Par contre, si l’on considère le prix des betteraves, Cosun est un acteur de premier plan. Ces dernières années, son prix payé pour la betterave était le plus élevé que celui des grands producteurs de sucre (voir encadré). Une situation que le CEO Albert Markusse explique par deux facteurs : « Nos usines des Pays-Bas sont les plus grandes d’Europe et sont très efficaces. Nous pouvons transformer les betteraves à moindres coûts par rapport à nos concurrents ».

La force d’un groupe

De plus, Cosun fait plus que du sucre. Elle possède la société Aviko , qui transforme les pommes de terre en frites, chips, spécialités (surgelées et fraîches) et flocons. Le chiffre d’affaires d’Aviko a d’ailleurs dépassé celui de Suiker Unie. La filiale est l’un des principaux acteurs européens et appartient donc à des producteurs de betteraves sucrières. Néanmoins, il n’y a pas beaucoup de chevauchement : « Environ 10 % des pommes de terre qu’Aviko achète proviennent des membres ».

Cosun est également propriétaire de Duynie, Sensus et SVZ. Ensemble, ces entreprises représentent quelque 400 millions d’euros de chiffre d’affaires. Duynie valorise les coproduits organiques de l’industrie alimentaire et du secteur de l’éthanol en ingrédients pour l’alimentation animale. Une filiale de Duynie, Novidon, récupère par exemple la fécule de pomme de terre des usines de transformation en frites de toute l’Europe. Celle-ci est, entre autres, utilisée pour la production de colle.

Sensus produit de l’inuline et de l’oligofructose à partir de chicorée. La société connaît deux adversaires, les belges Orafti et Cosucra. SVZ transforme quant à elle les fruits et légumes en purées et concentrés utilisés dans la fabrication de denrées alimentaires. SVZ possède une usine en Belgique, à Rijkevorsel. Posséder des activités différentes permet de répartir les risques : « Si une activité ne va pas bien, elle peut se reposer sur une autre, et vice versa ».

Suiker Unie paie un prix minimum de 32,50 euros pour les betteraves livrées. Selon le bénéfice réalisé par Cosun dans son ensemble, un surprix est ajouté. Le bénéfice est réparti entre l’entreprise et les producteurs au moyen d’une clé de répartition. Ces derniers reçoivent cette prime sous la forme d’une prime d’adhésion en plus du prix de base de 32,50 euros.

L’avantage de faire plus que du sucre

Le marché du sucre a été mauvais ces dernières années et Suiker Unie a subi des pertes. En 2018, le supplément a été limité et le prix pour les betteraves livrées était de 36 euros. Un montant particulièrement élevé si l’on considère que la Raffinerie Tirlemontoise a été autorisée à payer la betterave 22,50 euros par sa société mère Südzucker. Soit dit en passant, les Allemands basent ce prix sur un prix moyen du sucre obtenu par l’observation de divers grands marchés.

- Série d'exercices:
**1)** Résumez en deux phrases le texte sur Cosun.
**2)** Dans le texte sur Cosun, relevez tous les produits en lesquels Aviko transforme les pommes de terre.
**3)** Rédigez la suite du texte sur Cosun à partir de sa dernière phrase.
Les données qui suivent forment un matériau distinct du texte.

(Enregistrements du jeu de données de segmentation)
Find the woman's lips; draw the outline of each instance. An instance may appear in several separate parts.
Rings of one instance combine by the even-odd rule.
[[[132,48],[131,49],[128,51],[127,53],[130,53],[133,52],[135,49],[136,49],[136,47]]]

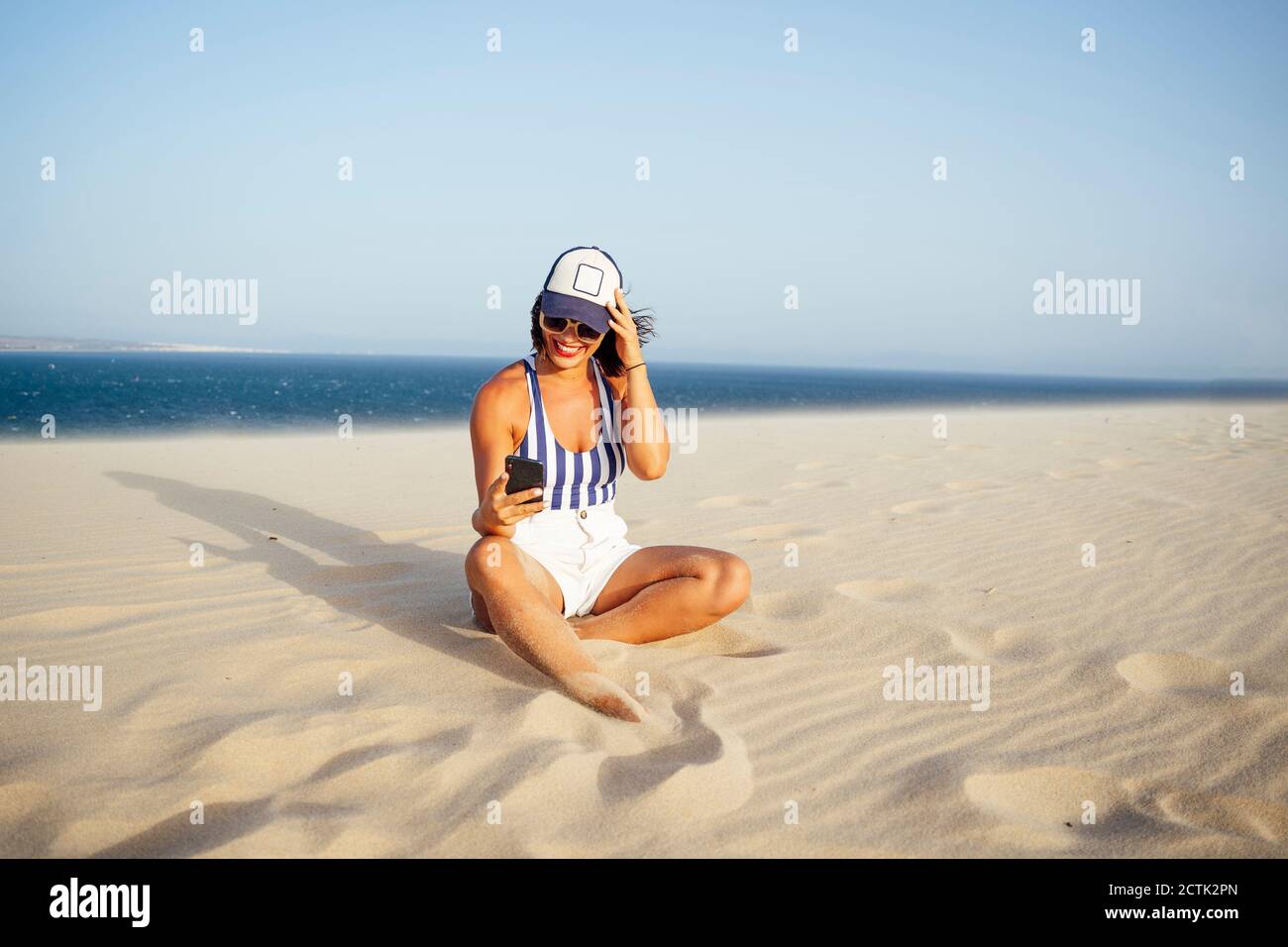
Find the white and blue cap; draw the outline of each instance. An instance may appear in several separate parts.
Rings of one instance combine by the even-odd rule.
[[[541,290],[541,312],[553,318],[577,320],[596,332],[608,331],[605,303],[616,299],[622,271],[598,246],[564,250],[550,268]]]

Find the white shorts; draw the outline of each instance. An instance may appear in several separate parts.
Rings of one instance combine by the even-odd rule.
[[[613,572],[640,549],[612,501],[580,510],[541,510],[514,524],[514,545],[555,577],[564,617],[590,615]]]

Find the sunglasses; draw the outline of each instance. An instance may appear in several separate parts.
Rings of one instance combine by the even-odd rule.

- Réponses dans l'ordre:
**1)** Cosun paie un prix élevé pour les betteraves grâce à ses usines néerlandaises, les plus grandes d'Europe et très efficaces, et elle possède aussi Aviko, Duynie, Sensus et SVZ, ce qui lui permet de répartir les risques. Malgré les pertes de Suiker Unie sur un marché du sucre difficile, le prix des betteraves livrées a atteint 36 euros en 2018, alors que la Raffinerie Tirlemontoise a été autorisée à les payer 22,50 euros.

**2)**
- frites
- chips
- spécialités (surgelées et fraîches)
- flocons

**3)**
« Bien sûr, nous avons l’avantage de faire plus que du sucre », admet Albert Markusse. « C’était une bonne décision d’entrer dans le secteur de la transformation de la pomme de terre du point de vue de la répartition des risques. C’est aujourd’hui une entreprise en plein essor. Mais ne vous y trompez pas, c’est aussi parfois l’inverse ». Aviko vise un chiffre d’affaires de 1 milliard pour 2021 (objectifs d’avant la crise sanitaire). La transformation des pommes de terre pourrait donc dépasser le sucre.

Suiker Unie n’est cependant pas en reste. Elle a réalisé de meilleures performances en 2019 qu’en 2018, mais a encore une fois affiché une petite perte. Mais, selon le CEO, une activité ne devrait pas « subventionner » l’autre trop longtemps.

Alors que 2019 était encore déficitaire pour Suiker Unie en raison du faible prix du sucre, ce fut la meilleure année de tous les temps pour Aviko en termes de bénéfice d’exploitation. Quel aurait été le prix du sucre de Cosun sans les autres activités ? « Plus bas qu’aujourd’hui, mais toujours très bon », dit Albert Markusse qui voit le marché du sucre s’améliorer dans les prochaines années.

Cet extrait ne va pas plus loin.